§ **EXERCISE**
Copy out the rows below word for word, from the line containing "Audit step 3 of 5: confirm dark" through the last row, including both ends.

----- RECORDED DATA -----

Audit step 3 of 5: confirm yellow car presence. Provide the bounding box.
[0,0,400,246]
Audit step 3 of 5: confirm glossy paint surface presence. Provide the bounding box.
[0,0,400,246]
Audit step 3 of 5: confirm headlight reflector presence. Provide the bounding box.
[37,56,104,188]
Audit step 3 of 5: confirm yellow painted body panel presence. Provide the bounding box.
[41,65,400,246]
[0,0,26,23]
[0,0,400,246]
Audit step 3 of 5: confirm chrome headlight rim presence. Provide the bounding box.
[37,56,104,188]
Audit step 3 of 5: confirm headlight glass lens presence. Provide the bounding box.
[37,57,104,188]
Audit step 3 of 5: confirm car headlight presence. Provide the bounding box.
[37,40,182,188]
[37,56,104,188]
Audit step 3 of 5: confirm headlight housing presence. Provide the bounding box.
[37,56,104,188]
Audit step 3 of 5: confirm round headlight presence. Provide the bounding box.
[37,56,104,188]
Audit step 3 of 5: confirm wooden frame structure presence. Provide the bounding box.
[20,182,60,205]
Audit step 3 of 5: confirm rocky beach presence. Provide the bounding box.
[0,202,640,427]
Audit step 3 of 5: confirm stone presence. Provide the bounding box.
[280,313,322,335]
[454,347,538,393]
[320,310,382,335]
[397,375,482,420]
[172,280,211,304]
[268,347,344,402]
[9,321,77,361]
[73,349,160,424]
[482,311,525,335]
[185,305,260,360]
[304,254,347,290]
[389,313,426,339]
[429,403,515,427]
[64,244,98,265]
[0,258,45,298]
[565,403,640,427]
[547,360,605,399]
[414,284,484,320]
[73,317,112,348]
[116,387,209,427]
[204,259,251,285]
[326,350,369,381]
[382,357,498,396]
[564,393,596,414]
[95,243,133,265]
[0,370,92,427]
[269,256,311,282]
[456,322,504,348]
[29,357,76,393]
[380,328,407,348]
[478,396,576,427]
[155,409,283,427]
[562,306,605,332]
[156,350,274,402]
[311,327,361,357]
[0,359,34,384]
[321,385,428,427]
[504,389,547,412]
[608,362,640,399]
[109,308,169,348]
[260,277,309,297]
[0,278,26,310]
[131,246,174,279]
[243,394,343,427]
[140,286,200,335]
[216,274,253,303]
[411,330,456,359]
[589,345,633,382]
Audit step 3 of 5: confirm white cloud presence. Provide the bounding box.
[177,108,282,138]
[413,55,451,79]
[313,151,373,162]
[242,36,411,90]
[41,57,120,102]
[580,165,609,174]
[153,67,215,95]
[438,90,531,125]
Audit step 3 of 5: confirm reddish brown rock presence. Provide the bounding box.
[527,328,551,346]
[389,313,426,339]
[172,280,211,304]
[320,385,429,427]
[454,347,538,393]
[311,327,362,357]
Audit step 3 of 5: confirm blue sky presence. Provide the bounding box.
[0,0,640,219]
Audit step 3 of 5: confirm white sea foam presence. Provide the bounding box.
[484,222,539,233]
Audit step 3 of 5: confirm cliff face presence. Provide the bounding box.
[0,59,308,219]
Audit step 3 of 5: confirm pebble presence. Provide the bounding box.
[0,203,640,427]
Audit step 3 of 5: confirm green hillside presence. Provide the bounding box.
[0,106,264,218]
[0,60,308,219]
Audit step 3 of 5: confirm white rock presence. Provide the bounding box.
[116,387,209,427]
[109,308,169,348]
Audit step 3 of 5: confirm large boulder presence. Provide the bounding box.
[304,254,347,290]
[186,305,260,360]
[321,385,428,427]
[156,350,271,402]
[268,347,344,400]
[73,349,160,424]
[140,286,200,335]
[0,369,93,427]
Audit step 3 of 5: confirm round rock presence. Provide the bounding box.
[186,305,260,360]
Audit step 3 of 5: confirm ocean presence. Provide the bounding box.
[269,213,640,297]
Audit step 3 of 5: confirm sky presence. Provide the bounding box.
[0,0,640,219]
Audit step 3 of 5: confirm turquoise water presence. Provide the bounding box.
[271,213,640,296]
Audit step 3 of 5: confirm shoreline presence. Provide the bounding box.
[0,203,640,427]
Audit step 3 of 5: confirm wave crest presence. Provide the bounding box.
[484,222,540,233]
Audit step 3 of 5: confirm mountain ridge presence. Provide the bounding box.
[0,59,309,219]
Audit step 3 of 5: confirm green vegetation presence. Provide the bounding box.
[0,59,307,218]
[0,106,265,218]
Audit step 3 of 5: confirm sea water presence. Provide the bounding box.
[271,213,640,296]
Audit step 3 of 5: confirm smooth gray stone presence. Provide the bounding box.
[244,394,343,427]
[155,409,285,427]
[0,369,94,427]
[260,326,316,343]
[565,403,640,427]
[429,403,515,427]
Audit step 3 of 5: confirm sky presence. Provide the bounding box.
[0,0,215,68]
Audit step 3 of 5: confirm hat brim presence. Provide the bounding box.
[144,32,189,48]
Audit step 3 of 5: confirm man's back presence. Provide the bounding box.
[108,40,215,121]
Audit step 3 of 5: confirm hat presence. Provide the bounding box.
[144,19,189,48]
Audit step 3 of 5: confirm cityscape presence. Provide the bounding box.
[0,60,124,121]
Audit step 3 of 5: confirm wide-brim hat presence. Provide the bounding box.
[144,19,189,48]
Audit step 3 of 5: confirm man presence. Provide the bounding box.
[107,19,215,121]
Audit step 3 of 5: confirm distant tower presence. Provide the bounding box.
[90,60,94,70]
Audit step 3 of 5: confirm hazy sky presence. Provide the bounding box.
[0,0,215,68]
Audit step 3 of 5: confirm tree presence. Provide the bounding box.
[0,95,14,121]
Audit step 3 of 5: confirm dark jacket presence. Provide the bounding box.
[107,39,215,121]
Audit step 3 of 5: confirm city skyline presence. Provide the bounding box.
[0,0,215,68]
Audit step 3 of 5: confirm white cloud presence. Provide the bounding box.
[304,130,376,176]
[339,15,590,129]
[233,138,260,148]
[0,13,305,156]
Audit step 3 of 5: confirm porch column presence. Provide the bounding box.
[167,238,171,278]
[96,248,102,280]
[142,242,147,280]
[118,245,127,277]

-----

§ **SOLUTION TO THIS TASK**
Audit step 3 of 5: confirm dark jacket presence. Provide the bounding box.
[107,39,215,121]
Audit step 3 of 5: confirm city skyline presence. Provide the bounding box.
[0,0,215,68]
Audit step 3 of 5: confirm white cloud presence. Provide the bounding box.
[304,130,376,176]
[339,15,590,129]
[233,138,260,148]
[0,13,305,156]
Audit step 3 of 5: confirm porch column presence. Provide the bounding box.
[167,238,171,278]
[96,248,102,280]
[142,242,147,280]
[118,245,127,277]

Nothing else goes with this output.